SHORT PROBLEM -> Copy each of the following items word for word, leaving every line unchanged.

# START OF PROVIDED RECORDS

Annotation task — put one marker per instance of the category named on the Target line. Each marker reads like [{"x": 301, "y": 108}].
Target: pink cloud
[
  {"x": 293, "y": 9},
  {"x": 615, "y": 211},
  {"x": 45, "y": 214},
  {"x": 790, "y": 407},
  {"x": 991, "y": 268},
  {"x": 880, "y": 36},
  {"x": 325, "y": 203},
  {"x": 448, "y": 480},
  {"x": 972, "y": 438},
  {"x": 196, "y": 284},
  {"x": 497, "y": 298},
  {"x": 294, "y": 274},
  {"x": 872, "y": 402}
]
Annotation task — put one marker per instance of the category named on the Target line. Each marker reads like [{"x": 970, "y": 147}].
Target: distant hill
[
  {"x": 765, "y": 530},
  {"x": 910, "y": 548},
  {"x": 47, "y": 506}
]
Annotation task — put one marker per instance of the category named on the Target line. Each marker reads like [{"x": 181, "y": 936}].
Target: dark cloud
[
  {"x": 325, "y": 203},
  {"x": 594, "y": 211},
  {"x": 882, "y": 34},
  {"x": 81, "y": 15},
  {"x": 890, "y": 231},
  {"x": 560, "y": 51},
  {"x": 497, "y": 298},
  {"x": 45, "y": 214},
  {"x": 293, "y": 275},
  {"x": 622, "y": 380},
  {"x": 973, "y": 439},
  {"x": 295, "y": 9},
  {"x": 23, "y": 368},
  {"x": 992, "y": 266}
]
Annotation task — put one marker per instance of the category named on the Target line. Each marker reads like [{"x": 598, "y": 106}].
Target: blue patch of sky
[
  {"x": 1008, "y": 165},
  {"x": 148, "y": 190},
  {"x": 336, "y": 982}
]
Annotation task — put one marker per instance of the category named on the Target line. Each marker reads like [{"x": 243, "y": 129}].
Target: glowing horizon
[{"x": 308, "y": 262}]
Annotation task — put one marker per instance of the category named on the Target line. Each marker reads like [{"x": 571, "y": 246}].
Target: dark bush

# END OF PROVIDED RECORDS

FINAL RESULT ->
Annotation task — put one marker per instance of the category named on the Target line. Each marker reads like [{"x": 301, "y": 108}].
Target: pink cloud
[
  {"x": 293, "y": 9},
  {"x": 615, "y": 211},
  {"x": 45, "y": 214},
  {"x": 790, "y": 407},
  {"x": 991, "y": 268},
  {"x": 880, "y": 36},
  {"x": 325, "y": 203},
  {"x": 448, "y": 480},
  {"x": 972, "y": 438},
  {"x": 196, "y": 284},
  {"x": 497, "y": 298},
  {"x": 294, "y": 274},
  {"x": 872, "y": 402}
]
Annotation task — put one marker per instance of the category named on the Target line. Each marker reads like [{"x": 970, "y": 147}].
Target: distant hill
[
  {"x": 765, "y": 530},
  {"x": 910, "y": 548},
  {"x": 47, "y": 506}
]
Annotation task — put one marker per instance of the category named on the Target line. Each marker reads like [{"x": 181, "y": 936}].
Target: dark cloud
[
  {"x": 325, "y": 203},
  {"x": 594, "y": 211},
  {"x": 882, "y": 34},
  {"x": 81, "y": 15},
  {"x": 890, "y": 231},
  {"x": 560, "y": 51},
  {"x": 497, "y": 298},
  {"x": 45, "y": 214},
  {"x": 293, "y": 275},
  {"x": 622, "y": 380},
  {"x": 973, "y": 439},
  {"x": 295, "y": 9},
  {"x": 23, "y": 368},
  {"x": 992, "y": 266}
]
Annotation task — put one marker per instance of the category named on the Target line. Each marker reads like [{"x": 598, "y": 106}].
Target: blue patch of sky
[
  {"x": 1008, "y": 165},
  {"x": 148, "y": 190},
  {"x": 336, "y": 982}
]
Annotation task — put one marker per instance of the category named on the Target line. Each marker reads like [{"x": 243, "y": 129}].
Target: glowing horizon
[{"x": 308, "y": 262}]
Annotation task — put one marker per instance of the category named on the Target line. Each marker reads like [{"x": 571, "y": 246}].
Target: dark bush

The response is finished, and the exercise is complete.